PROBLEM >> Can you rewrite the listing as a Markdown table with the columns Row and Line, starting at the line that contains "Query: boy's orange shirt" and ending with the last line of the listing? Number each row, and leave out any blank lines.

PROVIDED INFORMATION >>
● ● ● ●

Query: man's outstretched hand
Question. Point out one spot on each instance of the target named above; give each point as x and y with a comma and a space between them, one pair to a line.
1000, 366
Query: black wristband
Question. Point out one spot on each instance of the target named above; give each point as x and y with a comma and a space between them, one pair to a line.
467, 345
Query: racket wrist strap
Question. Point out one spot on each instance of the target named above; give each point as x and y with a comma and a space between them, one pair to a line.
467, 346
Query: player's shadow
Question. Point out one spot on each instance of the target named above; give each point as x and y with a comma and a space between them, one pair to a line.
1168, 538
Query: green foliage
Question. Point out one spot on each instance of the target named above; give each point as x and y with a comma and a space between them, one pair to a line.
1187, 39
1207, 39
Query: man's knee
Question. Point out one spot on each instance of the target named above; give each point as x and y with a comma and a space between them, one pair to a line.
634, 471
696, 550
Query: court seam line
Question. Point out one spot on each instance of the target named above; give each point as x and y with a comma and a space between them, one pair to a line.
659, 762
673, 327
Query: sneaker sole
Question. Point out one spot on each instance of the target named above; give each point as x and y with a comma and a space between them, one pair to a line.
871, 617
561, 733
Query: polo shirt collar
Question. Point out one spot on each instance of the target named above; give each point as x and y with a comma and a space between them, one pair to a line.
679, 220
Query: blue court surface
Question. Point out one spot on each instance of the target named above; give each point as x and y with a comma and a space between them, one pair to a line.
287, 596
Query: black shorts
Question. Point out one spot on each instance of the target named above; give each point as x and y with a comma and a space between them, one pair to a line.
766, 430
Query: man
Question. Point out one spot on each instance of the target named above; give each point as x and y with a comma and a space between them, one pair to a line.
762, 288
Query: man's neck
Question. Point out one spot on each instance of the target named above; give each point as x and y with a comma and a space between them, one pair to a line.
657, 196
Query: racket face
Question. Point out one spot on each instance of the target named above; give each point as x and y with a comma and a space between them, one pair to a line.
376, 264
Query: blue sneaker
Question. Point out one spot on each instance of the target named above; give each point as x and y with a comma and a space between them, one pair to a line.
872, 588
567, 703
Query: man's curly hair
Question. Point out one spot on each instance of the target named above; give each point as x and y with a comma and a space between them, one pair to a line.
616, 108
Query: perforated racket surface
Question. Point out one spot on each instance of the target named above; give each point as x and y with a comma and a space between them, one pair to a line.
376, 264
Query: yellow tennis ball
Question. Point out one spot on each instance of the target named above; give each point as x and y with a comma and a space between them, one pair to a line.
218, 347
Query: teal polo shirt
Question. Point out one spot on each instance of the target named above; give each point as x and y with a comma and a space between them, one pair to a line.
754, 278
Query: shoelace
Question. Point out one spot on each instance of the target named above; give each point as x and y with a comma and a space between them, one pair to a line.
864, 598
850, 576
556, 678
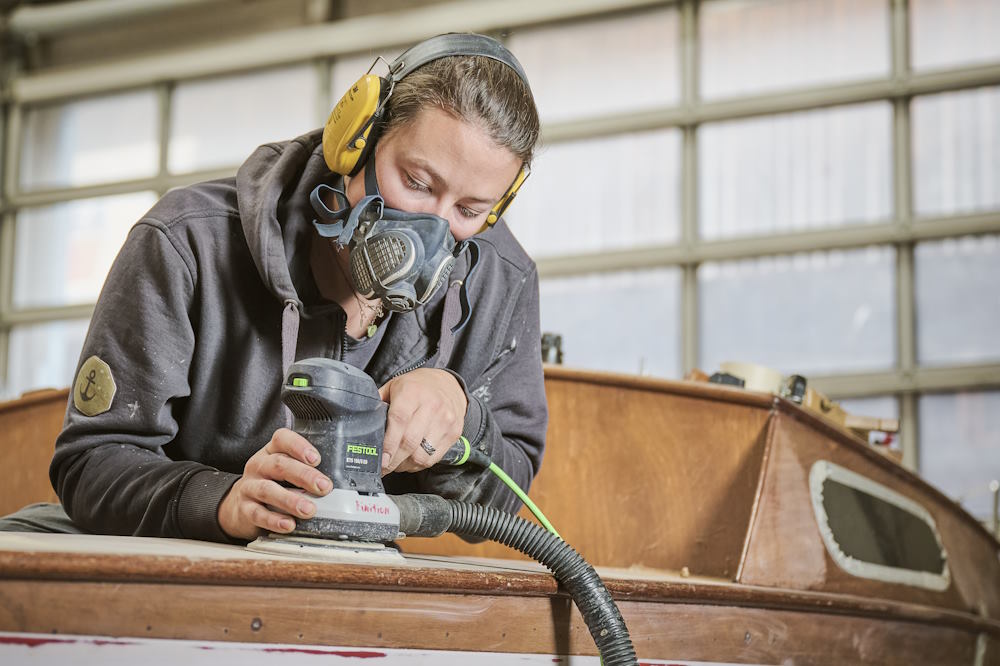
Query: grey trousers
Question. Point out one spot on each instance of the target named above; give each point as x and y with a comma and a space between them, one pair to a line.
42, 517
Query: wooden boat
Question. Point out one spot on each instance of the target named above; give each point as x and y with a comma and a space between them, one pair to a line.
730, 526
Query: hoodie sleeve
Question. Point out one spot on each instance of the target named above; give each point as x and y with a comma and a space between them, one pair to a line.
507, 414
109, 468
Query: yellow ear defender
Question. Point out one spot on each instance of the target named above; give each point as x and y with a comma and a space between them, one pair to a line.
348, 131
353, 127
508, 197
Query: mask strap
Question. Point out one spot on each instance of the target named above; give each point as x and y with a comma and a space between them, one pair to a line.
336, 226
371, 178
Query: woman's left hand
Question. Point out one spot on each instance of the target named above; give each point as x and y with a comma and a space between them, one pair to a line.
425, 404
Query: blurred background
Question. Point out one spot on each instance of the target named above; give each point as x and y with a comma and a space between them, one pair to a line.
812, 185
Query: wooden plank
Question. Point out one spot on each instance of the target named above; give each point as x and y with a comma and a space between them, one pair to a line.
644, 473
786, 549
426, 620
29, 426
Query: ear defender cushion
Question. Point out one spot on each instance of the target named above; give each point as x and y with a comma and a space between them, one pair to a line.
347, 135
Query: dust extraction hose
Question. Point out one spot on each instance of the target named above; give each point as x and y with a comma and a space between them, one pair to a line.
431, 515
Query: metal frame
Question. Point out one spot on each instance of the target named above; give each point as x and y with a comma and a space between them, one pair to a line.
320, 43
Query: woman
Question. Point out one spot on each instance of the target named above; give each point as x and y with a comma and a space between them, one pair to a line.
224, 283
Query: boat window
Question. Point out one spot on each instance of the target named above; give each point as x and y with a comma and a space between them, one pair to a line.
874, 532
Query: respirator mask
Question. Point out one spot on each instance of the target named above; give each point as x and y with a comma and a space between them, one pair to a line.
399, 257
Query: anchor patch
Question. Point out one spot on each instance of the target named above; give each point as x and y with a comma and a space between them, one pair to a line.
94, 388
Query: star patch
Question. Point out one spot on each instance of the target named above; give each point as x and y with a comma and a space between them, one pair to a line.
94, 388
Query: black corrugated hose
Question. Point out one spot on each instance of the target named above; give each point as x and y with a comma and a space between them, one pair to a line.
428, 515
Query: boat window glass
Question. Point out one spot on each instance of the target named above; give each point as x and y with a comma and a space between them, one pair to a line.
874, 532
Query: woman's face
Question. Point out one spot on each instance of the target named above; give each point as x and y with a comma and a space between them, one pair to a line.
441, 165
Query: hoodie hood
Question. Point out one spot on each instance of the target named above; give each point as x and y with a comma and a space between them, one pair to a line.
272, 190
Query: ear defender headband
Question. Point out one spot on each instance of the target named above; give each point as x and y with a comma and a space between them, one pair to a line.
353, 127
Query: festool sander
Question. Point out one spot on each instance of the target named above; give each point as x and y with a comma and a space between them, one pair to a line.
338, 409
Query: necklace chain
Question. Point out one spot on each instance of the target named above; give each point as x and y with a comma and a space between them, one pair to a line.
365, 310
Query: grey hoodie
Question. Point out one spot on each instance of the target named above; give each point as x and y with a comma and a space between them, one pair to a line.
211, 298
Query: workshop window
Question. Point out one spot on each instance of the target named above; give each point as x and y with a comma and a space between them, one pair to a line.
44, 355
90, 141
753, 47
956, 152
947, 33
600, 194
957, 301
63, 251
623, 64
958, 446
817, 312
795, 171
621, 322
218, 122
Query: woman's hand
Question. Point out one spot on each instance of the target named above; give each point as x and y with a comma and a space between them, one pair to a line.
425, 404
248, 509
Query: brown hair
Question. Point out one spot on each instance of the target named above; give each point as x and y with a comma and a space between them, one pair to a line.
476, 89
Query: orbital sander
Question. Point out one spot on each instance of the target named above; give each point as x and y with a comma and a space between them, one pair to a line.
338, 409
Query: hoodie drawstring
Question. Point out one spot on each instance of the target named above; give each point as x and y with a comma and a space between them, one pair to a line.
289, 341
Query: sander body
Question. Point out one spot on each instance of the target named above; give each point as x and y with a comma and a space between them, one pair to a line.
338, 409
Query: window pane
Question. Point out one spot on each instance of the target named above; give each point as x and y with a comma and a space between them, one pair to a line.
43, 355
959, 449
957, 300
63, 251
795, 171
219, 122
90, 141
954, 32
821, 312
622, 322
568, 205
882, 407
956, 152
751, 47
607, 65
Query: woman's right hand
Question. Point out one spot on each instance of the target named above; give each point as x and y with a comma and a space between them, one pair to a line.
246, 511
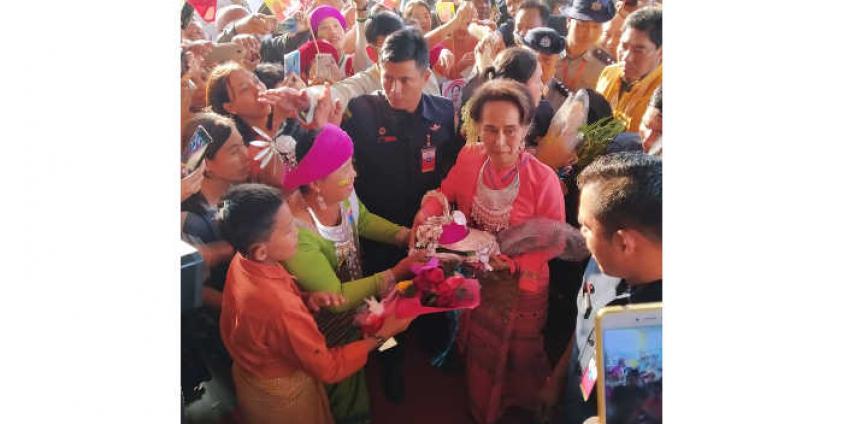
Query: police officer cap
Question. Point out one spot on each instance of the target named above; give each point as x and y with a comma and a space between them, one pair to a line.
544, 40
591, 10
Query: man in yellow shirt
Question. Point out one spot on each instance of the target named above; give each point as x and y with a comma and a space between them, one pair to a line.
629, 84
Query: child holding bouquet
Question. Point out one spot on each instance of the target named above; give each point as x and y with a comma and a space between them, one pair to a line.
280, 357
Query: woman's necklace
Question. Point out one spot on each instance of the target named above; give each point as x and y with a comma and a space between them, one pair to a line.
345, 241
490, 210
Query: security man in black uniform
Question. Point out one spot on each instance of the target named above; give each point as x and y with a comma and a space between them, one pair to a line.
405, 142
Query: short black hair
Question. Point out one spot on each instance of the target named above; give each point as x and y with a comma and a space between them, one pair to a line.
516, 63
381, 25
507, 90
630, 186
656, 100
649, 20
247, 214
543, 10
406, 44
270, 74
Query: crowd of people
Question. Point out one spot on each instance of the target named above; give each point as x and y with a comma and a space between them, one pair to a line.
338, 130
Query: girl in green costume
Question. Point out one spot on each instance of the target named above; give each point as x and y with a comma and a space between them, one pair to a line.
331, 219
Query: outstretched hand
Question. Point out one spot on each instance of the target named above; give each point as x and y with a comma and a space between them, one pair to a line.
318, 300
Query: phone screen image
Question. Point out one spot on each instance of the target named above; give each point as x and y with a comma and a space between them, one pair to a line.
194, 152
633, 374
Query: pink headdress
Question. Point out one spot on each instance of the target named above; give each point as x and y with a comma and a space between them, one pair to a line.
321, 13
331, 149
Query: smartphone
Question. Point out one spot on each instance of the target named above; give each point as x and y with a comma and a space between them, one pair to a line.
223, 52
313, 93
186, 15
445, 10
323, 62
292, 63
629, 364
194, 152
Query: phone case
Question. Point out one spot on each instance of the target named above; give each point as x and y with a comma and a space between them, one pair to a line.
601, 375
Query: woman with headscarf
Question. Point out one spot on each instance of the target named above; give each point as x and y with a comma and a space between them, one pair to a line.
331, 219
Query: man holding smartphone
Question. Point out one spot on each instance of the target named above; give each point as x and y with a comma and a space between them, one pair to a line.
621, 216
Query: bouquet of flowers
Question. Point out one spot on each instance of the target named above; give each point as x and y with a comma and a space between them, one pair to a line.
433, 289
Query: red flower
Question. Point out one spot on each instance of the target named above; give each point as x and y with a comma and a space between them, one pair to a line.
446, 292
429, 278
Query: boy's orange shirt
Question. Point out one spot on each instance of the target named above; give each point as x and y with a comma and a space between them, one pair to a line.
270, 333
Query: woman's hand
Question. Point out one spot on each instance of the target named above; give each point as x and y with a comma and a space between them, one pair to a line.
503, 263
318, 300
288, 101
393, 325
403, 269
327, 111
292, 80
445, 62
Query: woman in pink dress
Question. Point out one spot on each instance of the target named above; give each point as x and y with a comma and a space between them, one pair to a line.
499, 186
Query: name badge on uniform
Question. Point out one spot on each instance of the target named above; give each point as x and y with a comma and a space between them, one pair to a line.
428, 157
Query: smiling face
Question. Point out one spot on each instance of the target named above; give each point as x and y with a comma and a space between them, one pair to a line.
243, 90
637, 54
604, 247
484, 9
331, 31
338, 185
282, 241
403, 83
502, 133
231, 161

● ● ● ●

REPLY >>
| Row | Line |
|---|---|
| 1 | Query: boy's orange shirt |
| 2 | Question. Point out one spot on each instance of the target named above; give each point as x and y with a comma and a space between them, one pair to a line. |
| 3 | 270, 333 |
| 4 | Query: woman's hand |
| 5 | Question. Point out one spot on each instance of the target named above; give each point as x and y with a comma and a space between them, one pair to a line. |
| 6 | 503, 263 |
| 7 | 318, 300 |
| 8 | 288, 101 |
| 9 | 393, 325 |
| 10 | 403, 269 |
| 11 | 327, 111 |
| 12 | 292, 80 |
| 13 | 445, 62 |
| 14 | Query: woman in pink dress |
| 15 | Question. Point out one spot on each instance of the target named above; give each point as x and y with a comma and a space between them, one pair to a line. |
| 16 | 499, 186 |
| 17 | Query: name badge on uniform |
| 18 | Question. Point out one spot on each instance of the target named above; give each point as x and y with a comma and a space between them, one pair to a line. |
| 19 | 428, 157 |
| 20 | Query: smiling face |
| 21 | Question. Point out one spot on each instance of the target named above; give each point as x and y with a comma and a space between them, one pair to a line. |
| 22 | 243, 90 |
| 23 | 637, 54 |
| 24 | 604, 247 |
| 25 | 484, 9 |
| 26 | 331, 31 |
| 27 | 338, 185 |
| 28 | 282, 241 |
| 29 | 403, 83 |
| 30 | 502, 133 |
| 31 | 231, 161 |